Image-grounded pointing data:
++++++++++++++++++++

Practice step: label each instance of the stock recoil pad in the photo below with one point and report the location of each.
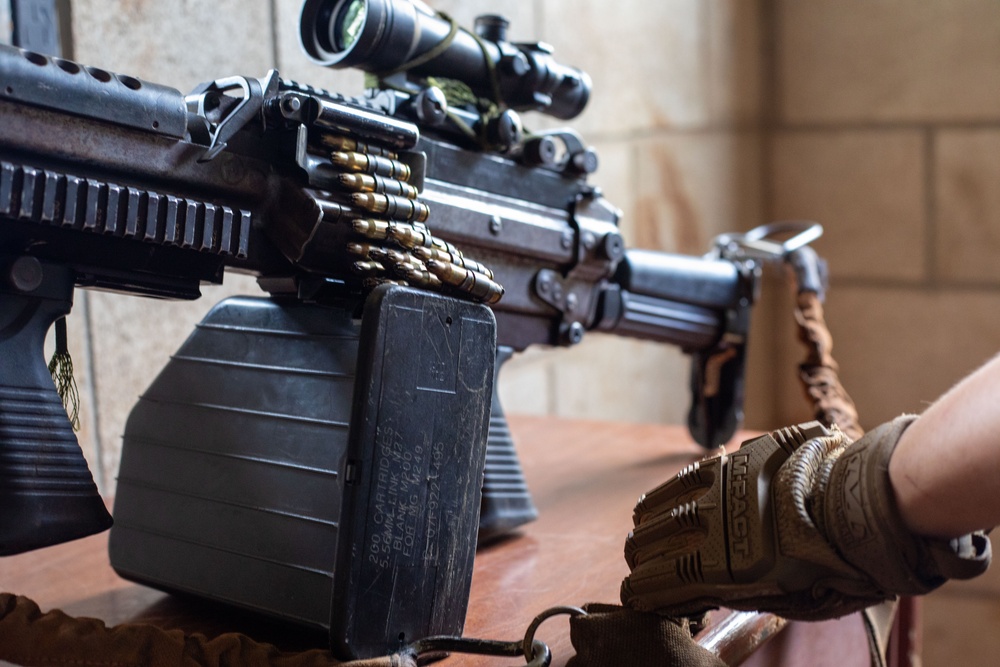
(292, 462)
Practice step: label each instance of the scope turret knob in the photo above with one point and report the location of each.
(572, 333)
(515, 64)
(613, 246)
(506, 130)
(492, 27)
(25, 274)
(540, 150)
(431, 106)
(585, 161)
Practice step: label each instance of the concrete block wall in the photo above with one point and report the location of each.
(674, 117)
(884, 123)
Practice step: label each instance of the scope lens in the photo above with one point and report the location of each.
(348, 23)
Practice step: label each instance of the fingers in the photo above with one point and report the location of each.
(674, 519)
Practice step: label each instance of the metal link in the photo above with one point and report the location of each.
(760, 244)
(540, 655)
(529, 635)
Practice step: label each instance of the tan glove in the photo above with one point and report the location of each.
(800, 522)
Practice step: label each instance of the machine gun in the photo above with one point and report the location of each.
(317, 455)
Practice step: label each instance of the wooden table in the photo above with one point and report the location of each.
(585, 477)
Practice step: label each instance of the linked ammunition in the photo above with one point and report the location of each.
(453, 258)
(423, 278)
(472, 283)
(332, 211)
(409, 236)
(371, 164)
(362, 249)
(379, 184)
(374, 229)
(368, 268)
(392, 207)
(348, 145)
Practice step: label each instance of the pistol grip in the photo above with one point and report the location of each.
(47, 494)
(506, 501)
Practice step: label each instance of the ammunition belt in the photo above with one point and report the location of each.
(393, 243)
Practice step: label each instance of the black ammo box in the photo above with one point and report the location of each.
(292, 461)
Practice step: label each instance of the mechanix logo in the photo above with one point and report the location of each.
(739, 534)
(855, 521)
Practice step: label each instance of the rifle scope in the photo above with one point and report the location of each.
(388, 36)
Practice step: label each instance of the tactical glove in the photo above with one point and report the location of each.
(800, 522)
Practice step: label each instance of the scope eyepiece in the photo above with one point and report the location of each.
(383, 36)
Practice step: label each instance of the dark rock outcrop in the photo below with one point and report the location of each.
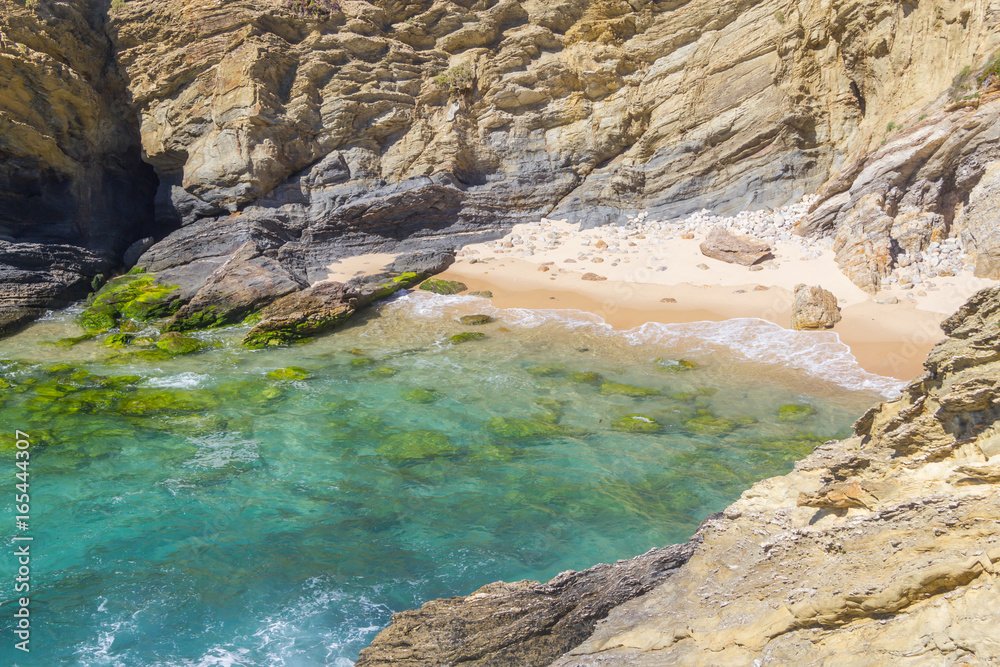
(74, 192)
(525, 623)
(814, 308)
(725, 246)
(880, 549)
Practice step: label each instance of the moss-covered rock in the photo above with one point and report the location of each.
(547, 370)
(176, 344)
(519, 428)
(145, 402)
(137, 296)
(416, 446)
(400, 282)
(619, 389)
(467, 337)
(421, 395)
(119, 340)
(636, 423)
(585, 377)
(290, 373)
(674, 365)
(475, 320)
(707, 423)
(66, 343)
(439, 286)
(795, 413)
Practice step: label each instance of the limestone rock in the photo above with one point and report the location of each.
(525, 623)
(814, 308)
(728, 247)
(878, 550)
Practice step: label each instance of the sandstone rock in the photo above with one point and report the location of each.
(814, 308)
(727, 247)
(524, 623)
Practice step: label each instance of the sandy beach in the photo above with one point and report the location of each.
(656, 272)
(667, 279)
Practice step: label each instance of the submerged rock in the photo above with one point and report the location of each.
(618, 389)
(421, 395)
(675, 365)
(795, 413)
(475, 320)
(174, 343)
(290, 373)
(814, 308)
(417, 445)
(637, 423)
(443, 286)
(467, 336)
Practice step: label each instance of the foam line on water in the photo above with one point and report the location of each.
(819, 354)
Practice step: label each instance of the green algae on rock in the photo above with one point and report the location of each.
(417, 445)
(794, 413)
(119, 340)
(421, 395)
(476, 320)
(290, 373)
(467, 336)
(674, 365)
(619, 389)
(637, 423)
(444, 287)
(706, 423)
(517, 427)
(585, 377)
(176, 344)
(547, 370)
(136, 296)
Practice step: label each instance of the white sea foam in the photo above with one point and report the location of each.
(820, 354)
(180, 381)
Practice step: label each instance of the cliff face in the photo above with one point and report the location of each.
(878, 550)
(318, 129)
(74, 192)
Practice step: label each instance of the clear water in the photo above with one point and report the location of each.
(261, 522)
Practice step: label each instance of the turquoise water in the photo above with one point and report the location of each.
(199, 512)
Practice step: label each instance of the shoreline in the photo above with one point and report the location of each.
(895, 346)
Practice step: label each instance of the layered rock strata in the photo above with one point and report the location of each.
(351, 125)
(880, 549)
(74, 193)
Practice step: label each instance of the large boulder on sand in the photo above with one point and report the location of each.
(728, 247)
(814, 308)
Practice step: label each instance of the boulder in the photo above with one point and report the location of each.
(814, 308)
(728, 247)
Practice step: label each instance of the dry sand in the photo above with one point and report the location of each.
(887, 339)
(890, 339)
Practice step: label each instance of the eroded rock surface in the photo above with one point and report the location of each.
(525, 623)
(725, 246)
(878, 550)
(74, 193)
(814, 308)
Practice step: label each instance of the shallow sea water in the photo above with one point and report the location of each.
(202, 513)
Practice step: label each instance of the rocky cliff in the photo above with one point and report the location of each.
(882, 549)
(74, 192)
(317, 128)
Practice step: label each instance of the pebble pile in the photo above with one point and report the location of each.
(615, 243)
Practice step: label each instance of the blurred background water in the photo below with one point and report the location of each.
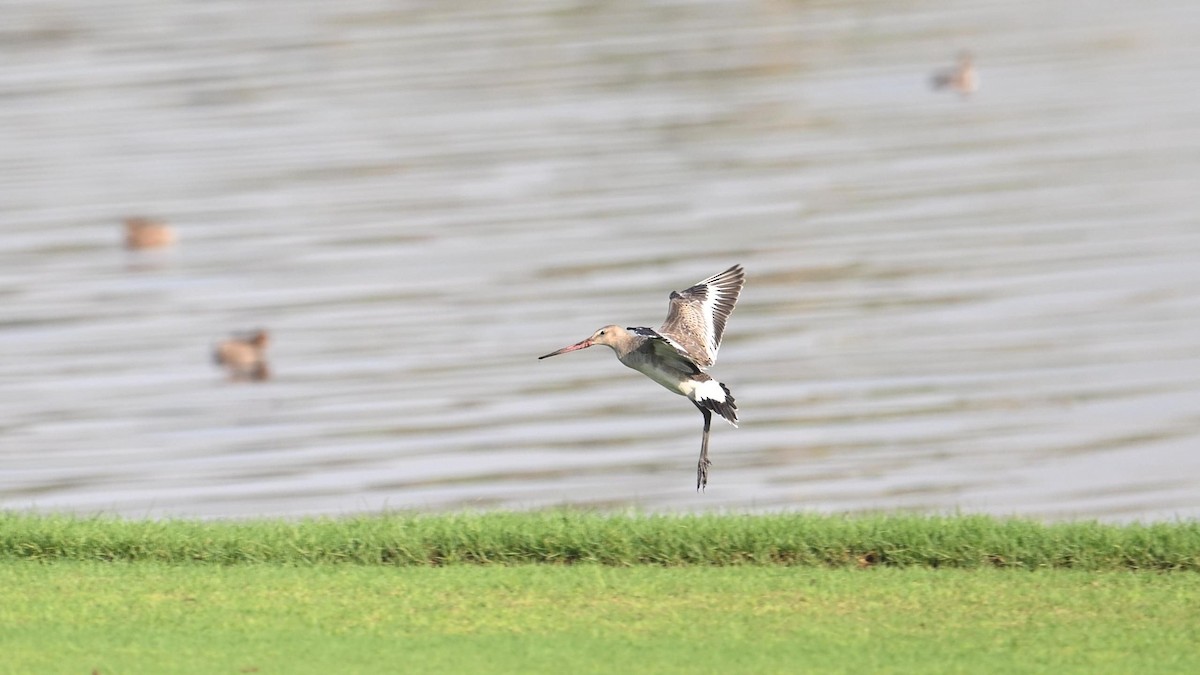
(988, 304)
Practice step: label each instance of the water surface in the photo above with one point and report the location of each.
(988, 304)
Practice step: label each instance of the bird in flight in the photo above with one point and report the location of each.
(677, 354)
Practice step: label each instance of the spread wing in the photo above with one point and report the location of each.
(697, 315)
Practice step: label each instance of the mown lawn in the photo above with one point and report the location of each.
(112, 617)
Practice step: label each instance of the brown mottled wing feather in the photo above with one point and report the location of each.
(697, 315)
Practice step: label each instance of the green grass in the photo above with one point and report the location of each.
(72, 616)
(622, 539)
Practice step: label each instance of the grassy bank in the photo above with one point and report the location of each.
(630, 539)
(73, 616)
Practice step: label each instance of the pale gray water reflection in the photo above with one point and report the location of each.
(990, 304)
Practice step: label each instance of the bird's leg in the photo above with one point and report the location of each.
(703, 464)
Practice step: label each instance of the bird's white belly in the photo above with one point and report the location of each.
(677, 381)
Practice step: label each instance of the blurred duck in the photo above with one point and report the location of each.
(147, 233)
(244, 356)
(961, 78)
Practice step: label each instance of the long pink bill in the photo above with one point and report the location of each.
(582, 345)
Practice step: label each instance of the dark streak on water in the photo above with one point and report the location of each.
(989, 304)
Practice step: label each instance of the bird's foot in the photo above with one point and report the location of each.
(702, 473)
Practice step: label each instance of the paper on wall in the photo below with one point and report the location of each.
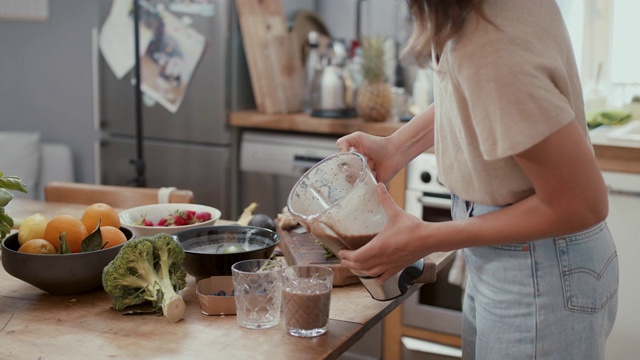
(170, 59)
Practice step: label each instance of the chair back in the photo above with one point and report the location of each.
(122, 197)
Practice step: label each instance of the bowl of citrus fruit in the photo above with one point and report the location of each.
(65, 254)
(169, 218)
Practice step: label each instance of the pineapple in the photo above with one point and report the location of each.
(374, 95)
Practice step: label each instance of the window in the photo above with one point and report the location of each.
(603, 33)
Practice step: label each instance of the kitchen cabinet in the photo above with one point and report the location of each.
(624, 204)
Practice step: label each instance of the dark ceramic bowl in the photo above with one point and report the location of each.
(204, 246)
(59, 274)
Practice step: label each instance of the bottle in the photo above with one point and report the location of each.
(313, 61)
(421, 91)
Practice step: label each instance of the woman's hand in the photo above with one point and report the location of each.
(376, 149)
(397, 246)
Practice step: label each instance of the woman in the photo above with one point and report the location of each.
(529, 202)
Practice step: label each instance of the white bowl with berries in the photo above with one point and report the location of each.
(149, 220)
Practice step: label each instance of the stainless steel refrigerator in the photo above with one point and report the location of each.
(193, 147)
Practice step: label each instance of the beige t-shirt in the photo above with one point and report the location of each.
(499, 91)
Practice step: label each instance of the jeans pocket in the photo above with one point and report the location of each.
(589, 268)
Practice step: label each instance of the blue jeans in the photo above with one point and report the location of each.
(553, 298)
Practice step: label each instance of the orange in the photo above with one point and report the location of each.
(111, 236)
(100, 212)
(37, 246)
(71, 226)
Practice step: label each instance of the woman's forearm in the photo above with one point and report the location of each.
(416, 136)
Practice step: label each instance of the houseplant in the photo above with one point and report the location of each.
(8, 184)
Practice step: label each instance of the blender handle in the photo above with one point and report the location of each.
(428, 274)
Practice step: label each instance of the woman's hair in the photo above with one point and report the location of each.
(436, 22)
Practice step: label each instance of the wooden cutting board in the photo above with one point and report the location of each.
(275, 67)
(302, 249)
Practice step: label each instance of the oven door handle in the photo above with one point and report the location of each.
(439, 203)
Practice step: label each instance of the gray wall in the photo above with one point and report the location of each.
(45, 78)
(45, 67)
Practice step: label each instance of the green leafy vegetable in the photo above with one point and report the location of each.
(8, 184)
(148, 269)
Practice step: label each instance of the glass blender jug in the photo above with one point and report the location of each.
(337, 201)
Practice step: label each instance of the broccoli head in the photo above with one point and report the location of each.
(148, 269)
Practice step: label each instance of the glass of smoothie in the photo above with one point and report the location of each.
(258, 292)
(306, 298)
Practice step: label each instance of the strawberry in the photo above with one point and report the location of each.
(203, 216)
(163, 222)
(189, 215)
(178, 220)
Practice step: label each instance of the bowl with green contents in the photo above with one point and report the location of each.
(211, 250)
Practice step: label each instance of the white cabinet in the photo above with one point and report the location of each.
(624, 223)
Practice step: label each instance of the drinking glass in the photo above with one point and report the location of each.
(306, 297)
(257, 292)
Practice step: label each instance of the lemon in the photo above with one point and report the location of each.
(32, 228)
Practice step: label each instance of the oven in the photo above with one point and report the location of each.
(437, 307)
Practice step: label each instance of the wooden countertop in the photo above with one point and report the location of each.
(303, 123)
(34, 324)
(610, 157)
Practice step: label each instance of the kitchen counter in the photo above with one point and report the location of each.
(303, 123)
(34, 324)
(611, 155)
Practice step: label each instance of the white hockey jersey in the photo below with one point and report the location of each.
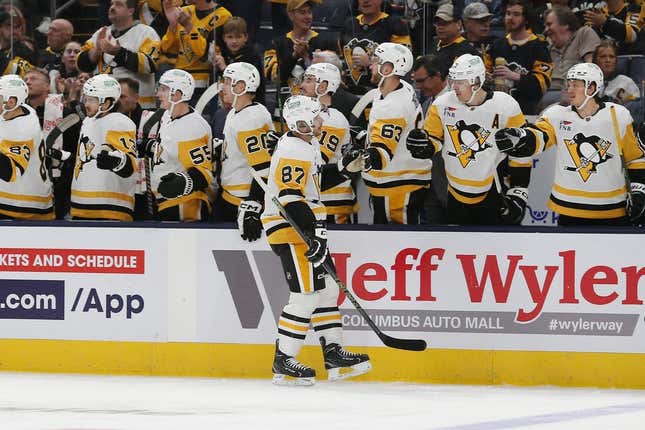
(466, 137)
(98, 193)
(589, 177)
(244, 147)
(391, 119)
(28, 194)
(341, 199)
(185, 142)
(294, 175)
(143, 42)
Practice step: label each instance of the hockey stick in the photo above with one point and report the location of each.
(65, 124)
(392, 342)
(153, 120)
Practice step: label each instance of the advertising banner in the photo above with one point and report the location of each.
(83, 284)
(512, 291)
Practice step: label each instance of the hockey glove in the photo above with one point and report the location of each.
(419, 144)
(272, 141)
(248, 220)
(175, 185)
(372, 160)
(513, 206)
(351, 161)
(359, 136)
(510, 140)
(318, 252)
(110, 160)
(636, 203)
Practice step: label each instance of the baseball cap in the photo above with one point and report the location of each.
(295, 4)
(445, 12)
(476, 11)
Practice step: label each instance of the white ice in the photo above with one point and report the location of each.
(79, 402)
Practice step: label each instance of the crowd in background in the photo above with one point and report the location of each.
(527, 48)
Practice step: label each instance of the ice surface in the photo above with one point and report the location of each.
(80, 402)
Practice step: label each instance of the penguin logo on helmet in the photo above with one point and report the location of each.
(468, 140)
(587, 153)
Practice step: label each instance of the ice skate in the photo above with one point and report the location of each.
(289, 371)
(342, 364)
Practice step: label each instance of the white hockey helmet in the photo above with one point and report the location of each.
(243, 72)
(300, 108)
(179, 80)
(397, 54)
(102, 87)
(587, 72)
(324, 72)
(468, 67)
(13, 86)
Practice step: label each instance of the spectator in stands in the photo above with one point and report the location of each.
(362, 34)
(187, 41)
(521, 60)
(618, 88)
(251, 12)
(236, 48)
(59, 34)
(129, 100)
(614, 19)
(124, 49)
(291, 53)
(569, 44)
(449, 43)
(430, 77)
(477, 19)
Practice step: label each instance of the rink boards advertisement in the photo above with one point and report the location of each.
(82, 284)
(512, 291)
(457, 290)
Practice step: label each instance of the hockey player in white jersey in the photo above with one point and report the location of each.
(462, 124)
(25, 186)
(294, 178)
(595, 144)
(245, 134)
(397, 182)
(321, 81)
(181, 159)
(104, 182)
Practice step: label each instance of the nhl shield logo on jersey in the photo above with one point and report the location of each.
(587, 153)
(358, 47)
(467, 140)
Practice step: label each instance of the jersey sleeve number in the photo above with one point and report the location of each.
(200, 154)
(255, 144)
(390, 131)
(292, 174)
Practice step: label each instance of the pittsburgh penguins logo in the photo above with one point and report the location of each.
(587, 153)
(467, 140)
(358, 47)
(85, 148)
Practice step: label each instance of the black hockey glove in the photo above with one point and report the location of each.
(513, 206)
(372, 160)
(272, 141)
(636, 204)
(175, 185)
(359, 136)
(110, 160)
(419, 144)
(318, 252)
(510, 140)
(248, 220)
(351, 161)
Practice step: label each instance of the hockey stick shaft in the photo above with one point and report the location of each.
(392, 342)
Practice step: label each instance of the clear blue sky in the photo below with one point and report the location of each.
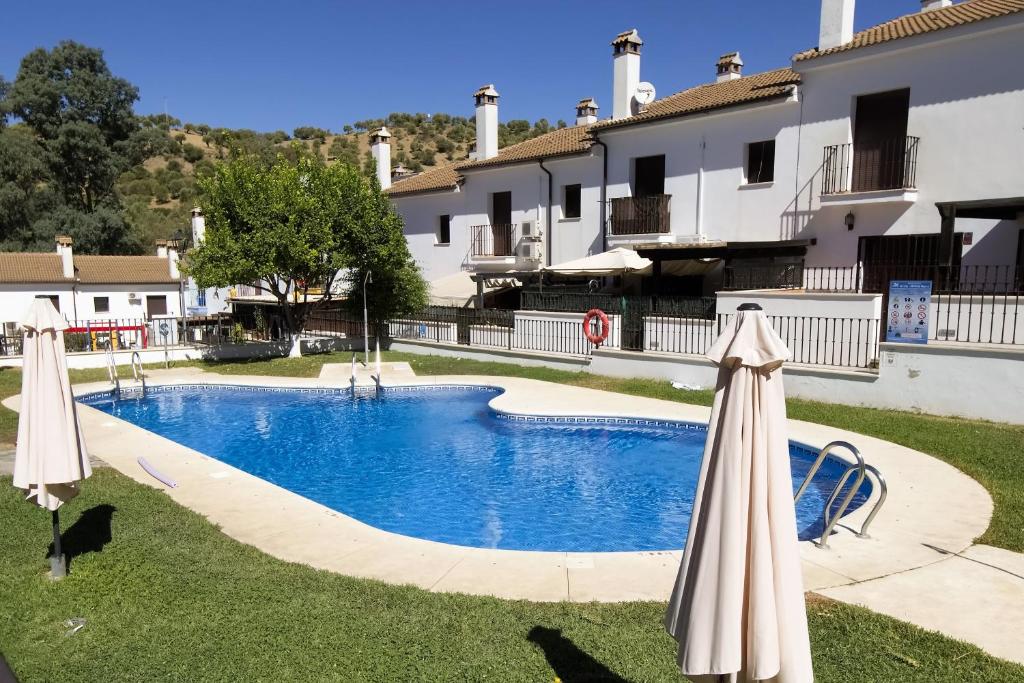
(271, 65)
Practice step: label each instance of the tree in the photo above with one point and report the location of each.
(86, 134)
(291, 225)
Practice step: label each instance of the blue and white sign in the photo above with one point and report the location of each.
(909, 306)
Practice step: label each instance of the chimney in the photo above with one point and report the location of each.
(199, 226)
(586, 112)
(837, 24)
(626, 65)
(67, 256)
(486, 121)
(730, 67)
(380, 146)
(171, 250)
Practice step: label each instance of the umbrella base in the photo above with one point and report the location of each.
(58, 566)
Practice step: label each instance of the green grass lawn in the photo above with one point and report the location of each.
(166, 596)
(986, 451)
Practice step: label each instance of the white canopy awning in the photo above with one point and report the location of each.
(614, 262)
(460, 290)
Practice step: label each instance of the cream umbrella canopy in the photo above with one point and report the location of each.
(737, 606)
(50, 458)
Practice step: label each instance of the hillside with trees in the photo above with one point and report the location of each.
(76, 158)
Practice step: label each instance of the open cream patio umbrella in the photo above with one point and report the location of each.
(737, 607)
(50, 456)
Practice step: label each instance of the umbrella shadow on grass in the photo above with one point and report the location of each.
(88, 535)
(569, 663)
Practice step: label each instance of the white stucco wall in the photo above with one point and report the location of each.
(967, 103)
(712, 148)
(79, 304)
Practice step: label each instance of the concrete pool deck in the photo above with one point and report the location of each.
(920, 546)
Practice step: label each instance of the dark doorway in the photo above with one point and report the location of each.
(501, 223)
(156, 305)
(908, 257)
(648, 176)
(880, 141)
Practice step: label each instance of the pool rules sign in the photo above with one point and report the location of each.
(909, 305)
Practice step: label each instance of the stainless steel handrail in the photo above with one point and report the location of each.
(820, 459)
(112, 371)
(883, 494)
(136, 370)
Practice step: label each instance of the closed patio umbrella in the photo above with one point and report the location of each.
(50, 458)
(737, 606)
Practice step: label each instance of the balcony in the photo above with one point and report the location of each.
(633, 216)
(497, 241)
(883, 171)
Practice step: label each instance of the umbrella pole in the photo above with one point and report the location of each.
(57, 567)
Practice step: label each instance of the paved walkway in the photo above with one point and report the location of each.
(919, 565)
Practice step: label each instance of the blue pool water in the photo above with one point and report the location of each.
(439, 464)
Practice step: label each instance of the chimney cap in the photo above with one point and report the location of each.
(730, 58)
(625, 37)
(487, 90)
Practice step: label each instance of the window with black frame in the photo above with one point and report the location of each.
(761, 162)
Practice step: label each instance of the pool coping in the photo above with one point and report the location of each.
(913, 521)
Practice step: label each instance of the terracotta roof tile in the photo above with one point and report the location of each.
(560, 142)
(713, 96)
(27, 267)
(922, 23)
(556, 143)
(31, 268)
(443, 177)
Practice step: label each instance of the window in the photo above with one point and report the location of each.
(54, 299)
(761, 162)
(156, 305)
(648, 176)
(570, 201)
(444, 229)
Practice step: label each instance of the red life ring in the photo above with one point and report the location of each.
(596, 339)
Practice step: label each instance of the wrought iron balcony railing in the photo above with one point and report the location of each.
(887, 164)
(495, 240)
(640, 215)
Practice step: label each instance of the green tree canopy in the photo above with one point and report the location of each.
(290, 225)
(81, 125)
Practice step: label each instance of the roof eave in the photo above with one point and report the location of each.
(627, 123)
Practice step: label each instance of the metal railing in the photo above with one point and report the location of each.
(493, 240)
(837, 342)
(767, 276)
(886, 164)
(970, 303)
(640, 215)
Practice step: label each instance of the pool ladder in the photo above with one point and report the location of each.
(861, 470)
(112, 372)
(136, 370)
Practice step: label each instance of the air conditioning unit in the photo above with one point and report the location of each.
(530, 251)
(530, 230)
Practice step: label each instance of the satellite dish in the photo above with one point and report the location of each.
(644, 93)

++++++++++++++++++++

* **INSTRUCTIONS FOR THE TASK**:
Repeat only the lines starting at the one that contains "Practice step: label each instance of the roof" and ending at the last line above, exactly as written.

* **YOUR SOLUTION**:
Practice step: label each instance of the roof eave in the photo above with one point and report the location of each.
(627, 123)
Practice step: label each instance of the metal railing in the photo above with one point and report the location of each.
(493, 240)
(837, 342)
(767, 276)
(886, 164)
(970, 303)
(640, 215)
Practice step: label each instance of the pool ladder in the photo above with one point and report the location of each.
(861, 470)
(112, 372)
(136, 370)
Practice step: label each instance of the air conditioning unit in the photo above with one point and report the location of each.
(530, 251)
(530, 230)
Practice step: label each instance of the satellite dish in the photo above with one point and report the location of each.
(644, 93)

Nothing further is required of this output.